WHAT THIS TASK INVOLVES ▸ Begin with the line containing "For each instance of the white boat, place" and copy each line exactly through the last line of the entries, inclusive.

+++ RECORDS SUPPLIED

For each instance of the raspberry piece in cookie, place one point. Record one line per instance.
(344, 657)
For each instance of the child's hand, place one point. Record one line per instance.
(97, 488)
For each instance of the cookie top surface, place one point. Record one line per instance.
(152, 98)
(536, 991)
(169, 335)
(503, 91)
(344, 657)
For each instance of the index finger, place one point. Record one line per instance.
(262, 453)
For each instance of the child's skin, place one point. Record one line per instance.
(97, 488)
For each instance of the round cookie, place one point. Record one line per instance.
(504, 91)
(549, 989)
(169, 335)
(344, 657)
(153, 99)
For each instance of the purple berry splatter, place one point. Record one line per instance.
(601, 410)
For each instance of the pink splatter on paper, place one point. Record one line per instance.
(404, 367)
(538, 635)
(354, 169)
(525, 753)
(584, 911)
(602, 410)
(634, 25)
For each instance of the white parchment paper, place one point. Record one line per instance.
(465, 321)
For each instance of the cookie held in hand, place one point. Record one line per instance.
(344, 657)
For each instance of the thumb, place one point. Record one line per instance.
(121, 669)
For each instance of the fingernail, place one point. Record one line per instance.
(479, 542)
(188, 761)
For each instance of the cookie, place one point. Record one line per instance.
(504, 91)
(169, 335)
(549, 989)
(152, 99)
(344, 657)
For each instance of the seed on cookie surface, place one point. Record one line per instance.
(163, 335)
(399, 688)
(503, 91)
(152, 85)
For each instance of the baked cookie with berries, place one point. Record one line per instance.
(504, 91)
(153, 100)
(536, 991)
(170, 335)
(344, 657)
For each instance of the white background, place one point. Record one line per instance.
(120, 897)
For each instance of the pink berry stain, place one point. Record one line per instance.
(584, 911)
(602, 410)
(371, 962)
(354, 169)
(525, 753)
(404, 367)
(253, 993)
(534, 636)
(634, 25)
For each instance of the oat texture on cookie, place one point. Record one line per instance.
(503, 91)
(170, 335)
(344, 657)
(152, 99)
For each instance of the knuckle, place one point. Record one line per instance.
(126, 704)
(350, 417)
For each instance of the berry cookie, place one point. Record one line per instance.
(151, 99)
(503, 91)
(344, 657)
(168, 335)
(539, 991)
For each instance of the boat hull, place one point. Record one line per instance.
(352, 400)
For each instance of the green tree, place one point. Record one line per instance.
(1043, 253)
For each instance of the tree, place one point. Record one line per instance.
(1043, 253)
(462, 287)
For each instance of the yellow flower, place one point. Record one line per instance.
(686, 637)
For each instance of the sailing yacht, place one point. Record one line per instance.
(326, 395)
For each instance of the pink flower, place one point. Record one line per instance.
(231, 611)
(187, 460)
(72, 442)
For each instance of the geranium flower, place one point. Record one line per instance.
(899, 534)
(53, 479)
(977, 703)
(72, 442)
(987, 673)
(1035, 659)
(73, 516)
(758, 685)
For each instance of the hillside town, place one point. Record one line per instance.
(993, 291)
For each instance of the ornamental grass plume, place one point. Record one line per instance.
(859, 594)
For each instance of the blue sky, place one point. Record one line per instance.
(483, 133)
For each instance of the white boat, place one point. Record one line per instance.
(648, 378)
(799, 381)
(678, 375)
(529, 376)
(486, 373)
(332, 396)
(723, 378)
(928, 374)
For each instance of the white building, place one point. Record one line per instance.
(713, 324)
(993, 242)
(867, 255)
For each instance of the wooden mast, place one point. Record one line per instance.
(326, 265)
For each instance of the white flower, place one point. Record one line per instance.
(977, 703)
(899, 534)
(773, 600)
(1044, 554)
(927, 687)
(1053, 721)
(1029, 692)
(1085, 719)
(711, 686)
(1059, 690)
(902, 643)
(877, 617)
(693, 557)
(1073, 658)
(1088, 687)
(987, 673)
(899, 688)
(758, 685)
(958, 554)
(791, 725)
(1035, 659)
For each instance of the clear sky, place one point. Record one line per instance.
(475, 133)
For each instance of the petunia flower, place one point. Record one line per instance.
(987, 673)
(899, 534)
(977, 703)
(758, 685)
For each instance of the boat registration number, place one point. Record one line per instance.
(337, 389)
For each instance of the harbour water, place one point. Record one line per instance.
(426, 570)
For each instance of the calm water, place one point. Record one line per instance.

++++++

COMPLETED EXERCISE ▸
For each instance of the white boat, place one point. Record one line per instance.
(648, 378)
(799, 381)
(678, 375)
(529, 376)
(486, 373)
(332, 396)
(723, 378)
(928, 374)
For each instance of the white building, place one point. Record one line per instance.
(713, 324)
(993, 242)
(867, 255)
For each instance of the wooden mast, place one point. Record one line per instance.
(326, 265)
For each instance of the white flower, place one point. Record one line per instance.
(977, 703)
(899, 534)
(773, 600)
(1044, 554)
(927, 687)
(1053, 721)
(1029, 692)
(1085, 719)
(711, 686)
(1059, 690)
(902, 643)
(877, 617)
(693, 557)
(1073, 658)
(1088, 687)
(987, 673)
(899, 688)
(758, 685)
(958, 554)
(791, 725)
(1035, 659)
For each instance of the clear sky, place one point. Record one line per instance.
(475, 133)
For each instance of the petunia flower, place one point. Record one line per instance.
(987, 673)
(899, 534)
(977, 703)
(758, 685)
For each instance of the boat registration number, place one point. Record one line per instance.
(337, 389)
For each instance of the harbour water, place one point. Record one line per instance.
(426, 570)
For each instance of the calm water, place one point. Record one line per instance.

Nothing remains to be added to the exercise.